▶ **Given records**
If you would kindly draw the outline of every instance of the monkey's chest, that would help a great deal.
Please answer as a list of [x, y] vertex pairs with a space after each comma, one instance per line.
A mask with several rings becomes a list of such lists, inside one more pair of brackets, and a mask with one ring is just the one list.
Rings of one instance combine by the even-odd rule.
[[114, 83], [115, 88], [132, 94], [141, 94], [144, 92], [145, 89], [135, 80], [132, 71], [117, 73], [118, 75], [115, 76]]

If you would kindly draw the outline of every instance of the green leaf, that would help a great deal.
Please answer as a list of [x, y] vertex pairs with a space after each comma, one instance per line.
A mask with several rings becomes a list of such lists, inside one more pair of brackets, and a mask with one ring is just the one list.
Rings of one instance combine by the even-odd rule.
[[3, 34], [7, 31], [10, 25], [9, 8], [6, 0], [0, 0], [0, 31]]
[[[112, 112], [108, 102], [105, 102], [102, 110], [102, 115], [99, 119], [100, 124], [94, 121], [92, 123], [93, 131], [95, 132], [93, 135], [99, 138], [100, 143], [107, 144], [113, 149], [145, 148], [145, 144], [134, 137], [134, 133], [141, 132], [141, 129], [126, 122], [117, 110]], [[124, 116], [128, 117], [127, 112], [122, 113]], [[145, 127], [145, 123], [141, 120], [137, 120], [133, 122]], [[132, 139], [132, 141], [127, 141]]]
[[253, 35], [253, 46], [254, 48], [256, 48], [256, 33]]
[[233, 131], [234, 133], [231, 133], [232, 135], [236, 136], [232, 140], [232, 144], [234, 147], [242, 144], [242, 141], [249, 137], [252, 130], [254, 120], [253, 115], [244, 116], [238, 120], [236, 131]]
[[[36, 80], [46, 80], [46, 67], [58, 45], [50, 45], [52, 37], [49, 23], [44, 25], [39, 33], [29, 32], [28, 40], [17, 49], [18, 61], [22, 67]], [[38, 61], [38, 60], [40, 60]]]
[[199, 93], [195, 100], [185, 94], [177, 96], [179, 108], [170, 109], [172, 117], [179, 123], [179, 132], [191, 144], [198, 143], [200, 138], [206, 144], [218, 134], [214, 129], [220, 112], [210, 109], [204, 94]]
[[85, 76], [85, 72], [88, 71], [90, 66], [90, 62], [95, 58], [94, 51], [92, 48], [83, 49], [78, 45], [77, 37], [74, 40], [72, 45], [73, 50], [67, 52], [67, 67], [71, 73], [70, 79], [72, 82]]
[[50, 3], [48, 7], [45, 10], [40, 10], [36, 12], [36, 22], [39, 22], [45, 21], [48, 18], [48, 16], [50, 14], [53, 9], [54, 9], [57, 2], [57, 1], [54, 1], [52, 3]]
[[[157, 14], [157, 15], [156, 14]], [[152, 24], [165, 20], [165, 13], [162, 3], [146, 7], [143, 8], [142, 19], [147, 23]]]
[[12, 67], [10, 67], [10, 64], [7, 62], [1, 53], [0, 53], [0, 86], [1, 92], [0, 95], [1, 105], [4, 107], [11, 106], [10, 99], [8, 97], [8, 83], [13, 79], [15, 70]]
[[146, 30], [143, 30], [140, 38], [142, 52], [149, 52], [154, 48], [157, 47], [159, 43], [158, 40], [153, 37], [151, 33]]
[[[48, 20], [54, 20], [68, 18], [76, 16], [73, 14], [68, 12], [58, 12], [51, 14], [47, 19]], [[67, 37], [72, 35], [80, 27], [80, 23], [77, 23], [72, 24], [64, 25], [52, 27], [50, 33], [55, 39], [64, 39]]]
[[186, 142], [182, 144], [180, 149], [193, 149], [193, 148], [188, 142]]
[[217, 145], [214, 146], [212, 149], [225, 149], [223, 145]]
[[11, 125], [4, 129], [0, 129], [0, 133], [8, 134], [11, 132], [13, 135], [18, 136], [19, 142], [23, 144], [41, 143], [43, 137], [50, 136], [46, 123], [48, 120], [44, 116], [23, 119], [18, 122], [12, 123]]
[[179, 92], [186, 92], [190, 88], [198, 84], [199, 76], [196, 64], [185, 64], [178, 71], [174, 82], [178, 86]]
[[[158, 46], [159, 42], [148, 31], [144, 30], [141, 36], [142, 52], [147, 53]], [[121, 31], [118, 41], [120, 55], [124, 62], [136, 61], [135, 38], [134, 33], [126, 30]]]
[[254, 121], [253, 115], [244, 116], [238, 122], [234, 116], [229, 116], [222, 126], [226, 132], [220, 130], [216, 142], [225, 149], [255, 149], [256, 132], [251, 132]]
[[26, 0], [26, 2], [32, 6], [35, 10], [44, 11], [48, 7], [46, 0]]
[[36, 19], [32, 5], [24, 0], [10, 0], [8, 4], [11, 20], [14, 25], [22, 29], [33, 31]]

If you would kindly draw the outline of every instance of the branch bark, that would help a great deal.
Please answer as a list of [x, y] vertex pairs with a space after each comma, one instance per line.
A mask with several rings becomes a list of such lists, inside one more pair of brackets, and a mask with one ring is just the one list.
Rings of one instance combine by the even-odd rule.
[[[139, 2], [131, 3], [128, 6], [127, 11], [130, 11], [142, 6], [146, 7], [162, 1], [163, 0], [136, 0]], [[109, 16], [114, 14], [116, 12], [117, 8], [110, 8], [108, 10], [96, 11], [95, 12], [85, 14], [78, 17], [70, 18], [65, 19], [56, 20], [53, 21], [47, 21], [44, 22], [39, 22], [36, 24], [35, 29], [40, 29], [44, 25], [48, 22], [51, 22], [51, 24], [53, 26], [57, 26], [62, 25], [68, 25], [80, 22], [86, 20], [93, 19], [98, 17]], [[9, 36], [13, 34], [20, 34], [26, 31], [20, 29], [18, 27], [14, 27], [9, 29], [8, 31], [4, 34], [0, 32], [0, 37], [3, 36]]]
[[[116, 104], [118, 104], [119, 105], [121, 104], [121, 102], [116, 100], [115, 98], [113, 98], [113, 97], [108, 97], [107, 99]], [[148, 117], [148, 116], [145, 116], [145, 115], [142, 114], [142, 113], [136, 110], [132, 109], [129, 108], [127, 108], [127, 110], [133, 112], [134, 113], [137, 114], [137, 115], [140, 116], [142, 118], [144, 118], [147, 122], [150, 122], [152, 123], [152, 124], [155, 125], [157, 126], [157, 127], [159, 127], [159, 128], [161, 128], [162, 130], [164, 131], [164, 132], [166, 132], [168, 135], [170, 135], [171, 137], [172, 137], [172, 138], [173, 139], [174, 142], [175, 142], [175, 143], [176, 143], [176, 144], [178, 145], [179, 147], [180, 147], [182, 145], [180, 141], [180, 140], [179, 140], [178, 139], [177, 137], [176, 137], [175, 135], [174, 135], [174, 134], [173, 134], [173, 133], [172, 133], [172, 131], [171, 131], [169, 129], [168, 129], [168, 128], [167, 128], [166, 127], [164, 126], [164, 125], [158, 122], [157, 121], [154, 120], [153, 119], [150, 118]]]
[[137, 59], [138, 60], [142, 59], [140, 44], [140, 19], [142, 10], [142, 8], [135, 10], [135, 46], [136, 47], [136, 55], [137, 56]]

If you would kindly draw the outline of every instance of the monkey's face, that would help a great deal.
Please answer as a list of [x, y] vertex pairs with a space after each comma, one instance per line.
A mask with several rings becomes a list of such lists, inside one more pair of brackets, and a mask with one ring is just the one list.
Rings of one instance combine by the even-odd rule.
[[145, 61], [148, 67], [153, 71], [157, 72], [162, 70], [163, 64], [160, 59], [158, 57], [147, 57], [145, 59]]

▶ **Aim**
Return all of the data above line for line, with every line repeated exactly and nothing left out or changed.

▶ **Response to this exercise**
If you would kindly draw the outline of every instance of the monkey's chest, that would help a great deal.
Please answer as a list of [x, y] vertex pairs with a space after each comma, one instance per line.
A mask with several rings becomes a list of such lists, inside one more pair of brackets, and a mask with one ring is just the one list.
Rings of one instance combine by the even-odd rule.
[[114, 83], [115, 88], [132, 94], [141, 94], [144, 92], [145, 89], [135, 80], [132, 71], [117, 73], [118, 75], [115, 76]]

If you would kindly draw the outline of every instance of the green leaf, that would help a great deal.
Please answer as a list of [x, y] vertex pairs with a space after each comma, one instance per line.
A mask with several rings becomes a list of such lists, inside one more pair of brackets, and a mask with one ring is just the one list.
Rings of one instance combine by the even-odd rule.
[[3, 34], [7, 31], [10, 25], [9, 8], [6, 0], [0, 0], [0, 31]]
[[[112, 112], [108, 102], [105, 102], [102, 110], [102, 115], [99, 119], [100, 124], [94, 121], [92, 123], [93, 131], [95, 132], [93, 135], [99, 138], [100, 143], [107, 144], [113, 149], [145, 148], [145, 144], [134, 137], [134, 133], [141, 132], [141, 129], [126, 122], [117, 110]], [[124, 116], [128, 117], [127, 112], [122, 113]], [[145, 127], [145, 123], [141, 120], [137, 120], [133, 122]], [[132, 139], [132, 141], [127, 141]]]
[[253, 35], [253, 46], [254, 48], [256, 48], [256, 33]]
[[233, 131], [234, 133], [231, 133], [232, 135], [236, 136], [232, 140], [232, 144], [234, 147], [242, 144], [242, 141], [249, 137], [252, 130], [254, 120], [253, 115], [244, 116], [238, 120], [236, 131]]
[[[36, 80], [46, 80], [46, 67], [58, 45], [50, 45], [52, 37], [49, 23], [44, 25], [39, 33], [29, 32], [28, 40], [17, 49], [18, 61], [22, 67]], [[38, 61], [38, 60], [40, 60]]]
[[199, 93], [195, 100], [185, 94], [177, 96], [179, 108], [170, 109], [172, 117], [179, 123], [179, 132], [191, 144], [198, 143], [200, 138], [206, 144], [218, 134], [214, 129], [220, 112], [210, 109], [204, 94]]
[[85, 76], [85, 72], [88, 71], [90, 66], [90, 62], [95, 58], [94, 51], [92, 48], [83, 49], [78, 45], [77, 37], [74, 40], [72, 45], [73, 50], [67, 52], [67, 67], [71, 73], [70, 79], [72, 82]]
[[50, 3], [48, 7], [45, 10], [40, 10], [36, 12], [36, 22], [39, 22], [45, 21], [48, 18], [48, 16], [50, 14], [53, 9], [54, 9], [57, 2], [57, 1], [54, 1], [52, 3]]
[[[157, 14], [157, 15], [156, 14]], [[152, 24], [165, 20], [165, 13], [162, 3], [146, 7], [143, 8], [142, 19], [147, 23]]]
[[12, 67], [10, 67], [10, 64], [7, 62], [1, 53], [0, 53], [0, 86], [1, 92], [0, 95], [1, 105], [4, 107], [11, 106], [10, 99], [8, 97], [8, 83], [13, 79], [15, 70]]
[[146, 30], [143, 30], [140, 38], [142, 52], [149, 52], [154, 48], [157, 47], [159, 43], [158, 40], [153, 37], [151, 33]]
[[[48, 20], [54, 20], [68, 18], [76, 16], [73, 14], [68, 12], [58, 12], [51, 14], [47, 19]], [[67, 37], [72, 35], [80, 27], [80, 23], [77, 23], [72, 24], [64, 25], [52, 27], [50, 33], [55, 39], [64, 39]]]
[[186, 142], [182, 144], [180, 149], [193, 149], [193, 148], [188, 142]]
[[217, 145], [214, 146], [212, 149], [225, 149], [223, 145]]
[[11, 125], [4, 129], [0, 129], [0, 133], [8, 134], [11, 132], [13, 135], [18, 136], [19, 142], [23, 144], [41, 143], [43, 137], [50, 136], [46, 123], [48, 120], [44, 116], [23, 119], [18, 122], [12, 123]]
[[179, 92], [186, 92], [190, 88], [198, 84], [199, 76], [196, 64], [185, 64], [178, 71], [174, 82], [178, 86]]
[[[158, 46], [159, 42], [148, 31], [144, 30], [141, 36], [142, 52], [147, 53]], [[121, 31], [118, 41], [120, 55], [124, 62], [136, 61], [135, 38], [134, 33], [126, 30]]]
[[254, 121], [253, 115], [244, 116], [238, 122], [234, 116], [229, 116], [222, 126], [226, 132], [220, 130], [216, 142], [225, 149], [255, 149], [256, 132], [251, 132]]
[[26, 0], [26, 2], [32, 6], [35, 10], [44, 11], [48, 7], [46, 0]]
[[36, 19], [32, 5], [24, 0], [10, 0], [8, 4], [11, 20], [14, 25], [22, 29], [33, 31]]

If you would kindly draw the outline of every instance of the branch bark, that would help a great deal.
Please answer as a list of [x, y] vertex pairs with a space after each comma, one instance per line.
A mask with several rings becomes a list of such lists, inside one more pair of brackets, and a mask with one ring is just the one list.
Rings of one instance combine by the even-odd rule.
[[[139, 2], [131, 3], [128, 6], [127, 11], [130, 11], [142, 6], [146, 7], [162, 1], [163, 0], [136, 0]], [[109, 16], [114, 14], [116, 12], [117, 8], [110, 8], [108, 10], [96, 11], [95, 12], [85, 14], [78, 17], [70, 18], [65, 19], [56, 20], [53, 21], [47, 21], [44, 22], [39, 22], [36, 24], [35, 29], [40, 29], [44, 25], [48, 22], [51, 22], [51, 24], [53, 26], [57, 26], [62, 25], [68, 25], [80, 22], [86, 20], [93, 19], [98, 17]], [[9, 36], [13, 34], [20, 34], [26, 31], [20, 29], [18, 27], [14, 27], [9, 29], [8, 31], [4, 34], [0, 32], [0, 37], [3, 36]]]
[[[116, 104], [118, 104], [119, 105], [121, 104], [121, 102], [116, 100], [115, 98], [113, 98], [113, 97], [108, 97], [107, 99]], [[148, 117], [148, 116], [145, 116], [145, 115], [142, 114], [142, 113], [136, 110], [132, 109], [129, 108], [127, 108], [127, 110], [133, 112], [134, 113], [137, 114], [137, 115], [140, 116], [142, 118], [144, 118], [147, 122], [150, 122], [152, 123], [152, 124], [155, 125], [157, 126], [157, 127], [159, 127], [159, 128], [161, 128], [162, 130], [164, 131], [164, 132], [166, 132], [168, 135], [170, 135], [171, 137], [172, 137], [172, 138], [173, 139], [174, 142], [175, 142], [175, 143], [176, 143], [176, 144], [178, 145], [179, 147], [180, 147], [182, 145], [180, 141], [180, 140], [179, 140], [178, 139], [177, 137], [176, 137], [175, 135], [174, 135], [174, 134], [173, 134], [173, 133], [172, 133], [172, 131], [171, 131], [169, 129], [168, 129], [168, 128], [167, 128], [166, 127], [164, 126], [164, 125], [158, 122], [157, 121], [154, 120], [153, 119], [150, 118]]]
[[137, 59], [138, 60], [142, 59], [140, 44], [140, 19], [142, 10], [142, 8], [135, 10], [135, 46], [136, 47], [136, 55], [137, 56]]

If you would kindly draw the outline of every instance of the monkey's face, that would help a great deal.
Please answer as a list of [x, y] vertex pairs with a space after each comma, one instance per line.
A mask with several rings becomes a list of such lists, inside one more pair of brackets, and a mask with one ring is just the one list.
Rings of one instance combine by the even-odd rule.
[[145, 61], [148, 67], [153, 71], [157, 72], [162, 70], [163, 64], [160, 59], [158, 57], [147, 57], [145, 59]]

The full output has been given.